### Exercise set
• a. Print everything in the article on Colorado's conversion therapy law from "These laws have" down to "another being perpetrated.".
• b. Proceed with the article on Colorado's conversion therapy law, starting right after its last sentence.

### Extract provided
★ ★ ★ ★

TALKING IT OUT:
A Win for Christian Counselors and Religious Liberty (Jonathon Van Maren, April 2, 2026, First Things)
Colorado’s 2019 “Minor Conversion Therapy Law” defined “conversion therapy” as “attempts or purports to change an individual’s sexual orientation or gender identity, including efforts to change behaviors or gender expressions or to eliminate or reduce sexual or romantic attraction or feelings toward individuals of the same sex.” It banned treatments, including talk therapy or counseling, that could help minors resolve their gender dysphoria and align their identity with their biological sex.
These laws have been sold by conflating coercive practices with helping gender-confused children—many of whom will have been deliberately confused by LGBTQ public school curricula—become comfortable with their own bodies. Colorado’s law essentially sought to lock children into the path toward “transition”—a staggering Orwellian irony, since “transition” is itself just another form of “conversion.” This is precisely why LGBTQ activists shifted from using the phrase “gender transition” to “gender-affirming therapy”: to enable them to claim that there was not actually a “conversion” from one gender to another being perpetrated.

★ ★ ★ ★

(Items stored from a collection)
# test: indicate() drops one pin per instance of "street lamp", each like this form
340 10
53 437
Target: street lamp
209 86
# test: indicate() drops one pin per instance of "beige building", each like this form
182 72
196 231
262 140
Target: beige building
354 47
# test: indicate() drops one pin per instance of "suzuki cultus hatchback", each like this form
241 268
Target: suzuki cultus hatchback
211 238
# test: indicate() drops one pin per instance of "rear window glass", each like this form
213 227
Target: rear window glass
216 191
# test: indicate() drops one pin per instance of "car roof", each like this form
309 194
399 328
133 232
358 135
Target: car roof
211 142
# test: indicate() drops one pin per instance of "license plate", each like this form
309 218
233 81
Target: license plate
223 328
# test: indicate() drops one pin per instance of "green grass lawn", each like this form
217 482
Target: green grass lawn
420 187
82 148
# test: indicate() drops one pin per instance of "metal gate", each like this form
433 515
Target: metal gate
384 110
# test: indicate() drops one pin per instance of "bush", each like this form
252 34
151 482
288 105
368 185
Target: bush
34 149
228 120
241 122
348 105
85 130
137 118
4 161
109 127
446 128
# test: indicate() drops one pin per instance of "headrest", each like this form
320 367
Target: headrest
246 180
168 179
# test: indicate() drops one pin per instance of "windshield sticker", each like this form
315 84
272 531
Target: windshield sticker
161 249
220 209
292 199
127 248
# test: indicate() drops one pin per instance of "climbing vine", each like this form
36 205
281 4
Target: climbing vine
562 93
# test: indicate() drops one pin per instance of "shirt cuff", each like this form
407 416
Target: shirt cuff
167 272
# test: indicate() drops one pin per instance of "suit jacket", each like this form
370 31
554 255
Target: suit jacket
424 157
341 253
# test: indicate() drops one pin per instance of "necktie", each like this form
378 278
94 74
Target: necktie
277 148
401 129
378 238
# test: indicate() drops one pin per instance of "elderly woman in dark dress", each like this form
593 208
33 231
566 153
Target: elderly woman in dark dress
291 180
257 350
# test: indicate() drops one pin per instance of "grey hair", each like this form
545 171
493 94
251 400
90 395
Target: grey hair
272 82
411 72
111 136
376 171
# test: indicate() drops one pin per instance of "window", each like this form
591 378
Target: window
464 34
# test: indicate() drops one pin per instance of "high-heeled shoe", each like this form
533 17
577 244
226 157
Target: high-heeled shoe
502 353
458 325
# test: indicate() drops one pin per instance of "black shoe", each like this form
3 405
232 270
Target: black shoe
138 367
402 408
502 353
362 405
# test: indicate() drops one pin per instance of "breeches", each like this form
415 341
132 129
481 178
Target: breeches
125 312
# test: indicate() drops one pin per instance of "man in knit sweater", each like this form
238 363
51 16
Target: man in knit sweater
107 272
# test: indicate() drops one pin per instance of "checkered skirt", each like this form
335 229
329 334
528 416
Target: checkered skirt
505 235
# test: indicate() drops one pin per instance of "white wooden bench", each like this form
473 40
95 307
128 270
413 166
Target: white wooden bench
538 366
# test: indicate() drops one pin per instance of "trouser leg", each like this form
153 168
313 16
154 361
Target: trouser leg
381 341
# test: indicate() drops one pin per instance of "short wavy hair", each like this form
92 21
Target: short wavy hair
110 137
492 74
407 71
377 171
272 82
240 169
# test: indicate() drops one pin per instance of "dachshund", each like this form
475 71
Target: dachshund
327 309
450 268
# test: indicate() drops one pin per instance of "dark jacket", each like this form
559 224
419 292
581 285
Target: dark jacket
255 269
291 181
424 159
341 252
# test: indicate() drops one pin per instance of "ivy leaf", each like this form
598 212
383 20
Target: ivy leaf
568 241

★ ★ ★ ★

### Written responses
• a.
These laws have been sold by conflating coercive practices with helping gender-confused children—many of whom will have been deliberately confused by LGBTQ public school curricula—become comfortable with their own bodies. Colorado’s law essentially sought to lock children into the path toward “transition”—a staggering Orwellian irony, since “transition” is itself just another form of “conversion.” This is precisely why LGBTQ activists shifted from using the phrase “gender transition” to “gender-affirming therapy”: to enable them to claim that there was not actually a “conversion” from one gender to another being perpetrated.

• b.
Thus, according to LGBTQ activists and their political allies, to oppose the attempt to convert someone from one gender to another through social transition, puberty blockers, cross-sex hormones, and sex change surgeries is “conversion therapy.” In order to clear up any confusion that this inversion might cause, Colorado’s law specifically listed an exception to its “conversion therapy” ban: “Assistance to a person undergoing gender transition.” A child could be counseled into gender transition, but it was illegal to counsel a child out of gender transition.